Image-backed grounding data:

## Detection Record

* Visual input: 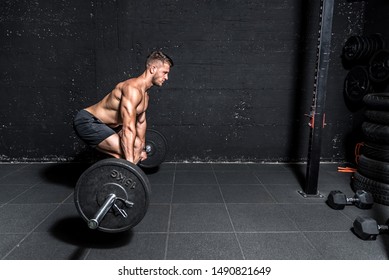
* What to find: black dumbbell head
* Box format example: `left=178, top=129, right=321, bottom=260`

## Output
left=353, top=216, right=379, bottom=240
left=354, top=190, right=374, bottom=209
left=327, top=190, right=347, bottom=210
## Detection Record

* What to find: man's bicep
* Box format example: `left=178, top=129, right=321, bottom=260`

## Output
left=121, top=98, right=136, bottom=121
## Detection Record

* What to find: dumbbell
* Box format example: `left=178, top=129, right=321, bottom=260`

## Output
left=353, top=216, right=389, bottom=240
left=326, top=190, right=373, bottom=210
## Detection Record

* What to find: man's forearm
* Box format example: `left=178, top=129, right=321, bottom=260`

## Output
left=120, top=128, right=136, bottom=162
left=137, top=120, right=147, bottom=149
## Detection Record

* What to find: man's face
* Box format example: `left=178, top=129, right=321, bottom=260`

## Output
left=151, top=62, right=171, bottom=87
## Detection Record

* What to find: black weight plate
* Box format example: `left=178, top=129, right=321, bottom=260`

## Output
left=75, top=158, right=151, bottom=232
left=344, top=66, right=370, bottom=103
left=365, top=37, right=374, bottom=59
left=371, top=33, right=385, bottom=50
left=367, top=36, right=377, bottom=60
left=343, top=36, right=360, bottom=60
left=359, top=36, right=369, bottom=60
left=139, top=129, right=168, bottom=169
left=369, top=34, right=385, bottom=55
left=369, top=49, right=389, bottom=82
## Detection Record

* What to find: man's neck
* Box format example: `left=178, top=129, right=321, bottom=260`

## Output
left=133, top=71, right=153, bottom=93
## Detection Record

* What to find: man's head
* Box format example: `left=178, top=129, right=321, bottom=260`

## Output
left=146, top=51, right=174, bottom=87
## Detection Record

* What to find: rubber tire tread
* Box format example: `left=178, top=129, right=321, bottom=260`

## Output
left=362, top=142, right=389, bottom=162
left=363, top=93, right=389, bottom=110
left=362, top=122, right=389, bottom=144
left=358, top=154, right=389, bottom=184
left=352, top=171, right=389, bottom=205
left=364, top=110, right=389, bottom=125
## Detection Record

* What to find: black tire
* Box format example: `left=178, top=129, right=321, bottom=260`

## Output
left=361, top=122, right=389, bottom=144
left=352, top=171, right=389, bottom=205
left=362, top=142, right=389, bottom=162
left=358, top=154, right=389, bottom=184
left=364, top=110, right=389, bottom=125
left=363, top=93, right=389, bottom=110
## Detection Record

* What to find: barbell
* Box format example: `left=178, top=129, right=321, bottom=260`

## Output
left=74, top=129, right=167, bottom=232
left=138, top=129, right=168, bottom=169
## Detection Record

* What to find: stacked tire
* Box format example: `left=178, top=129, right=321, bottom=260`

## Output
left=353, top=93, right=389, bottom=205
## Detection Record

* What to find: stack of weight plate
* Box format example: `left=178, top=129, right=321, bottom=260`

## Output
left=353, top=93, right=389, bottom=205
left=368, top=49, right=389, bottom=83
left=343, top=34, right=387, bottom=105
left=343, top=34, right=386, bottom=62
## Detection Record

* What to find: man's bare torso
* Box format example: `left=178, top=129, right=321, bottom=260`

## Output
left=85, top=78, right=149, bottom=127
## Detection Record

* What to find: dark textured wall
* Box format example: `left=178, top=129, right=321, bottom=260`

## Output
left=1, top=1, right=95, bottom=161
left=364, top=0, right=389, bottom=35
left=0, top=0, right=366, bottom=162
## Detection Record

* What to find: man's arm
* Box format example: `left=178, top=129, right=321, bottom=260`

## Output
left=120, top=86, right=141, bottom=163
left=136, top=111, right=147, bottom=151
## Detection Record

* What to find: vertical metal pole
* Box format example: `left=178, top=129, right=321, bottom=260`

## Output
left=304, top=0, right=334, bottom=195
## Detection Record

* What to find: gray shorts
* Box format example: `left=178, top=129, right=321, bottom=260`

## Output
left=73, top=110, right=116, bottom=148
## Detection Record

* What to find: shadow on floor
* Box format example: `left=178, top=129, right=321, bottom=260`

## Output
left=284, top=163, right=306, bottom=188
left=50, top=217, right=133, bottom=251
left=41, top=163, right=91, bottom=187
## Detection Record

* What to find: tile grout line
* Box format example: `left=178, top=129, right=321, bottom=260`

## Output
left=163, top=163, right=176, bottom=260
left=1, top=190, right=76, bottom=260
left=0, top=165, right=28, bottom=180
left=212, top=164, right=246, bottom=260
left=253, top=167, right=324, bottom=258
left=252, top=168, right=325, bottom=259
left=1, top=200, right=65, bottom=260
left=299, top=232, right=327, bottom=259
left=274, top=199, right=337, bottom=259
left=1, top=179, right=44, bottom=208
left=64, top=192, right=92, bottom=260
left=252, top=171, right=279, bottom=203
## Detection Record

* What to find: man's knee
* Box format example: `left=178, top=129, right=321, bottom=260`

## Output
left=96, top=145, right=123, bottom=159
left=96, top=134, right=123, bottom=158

Exercise requirements: No pictures should appear; only the lines from the first line of the records through the line with "find: man's face", both included, are to be restated word for word.

Written solution:
## Detection Record

* Visual input: 
* What to find: black dumbbell head
* Box format example: `left=178, top=129, right=321, bottom=260`

## Output
left=353, top=216, right=379, bottom=240
left=354, top=190, right=374, bottom=209
left=327, top=190, right=347, bottom=210
## Detection Record

* What to find: man's bicep
* Box format example: `left=178, top=129, right=321, bottom=260`

## Output
left=121, top=98, right=136, bottom=121
## Detection Record

* What to find: dumbbell
* Box format example: `left=178, top=129, right=321, bottom=260`

## Output
left=353, top=216, right=389, bottom=240
left=326, top=190, right=373, bottom=210
## Detection Record

* What to find: man's forearm
* Box format example: `left=178, top=129, right=321, bottom=260`

## Output
left=120, top=128, right=136, bottom=162
left=137, top=120, right=147, bottom=149
## Detection Record

* What to find: man's face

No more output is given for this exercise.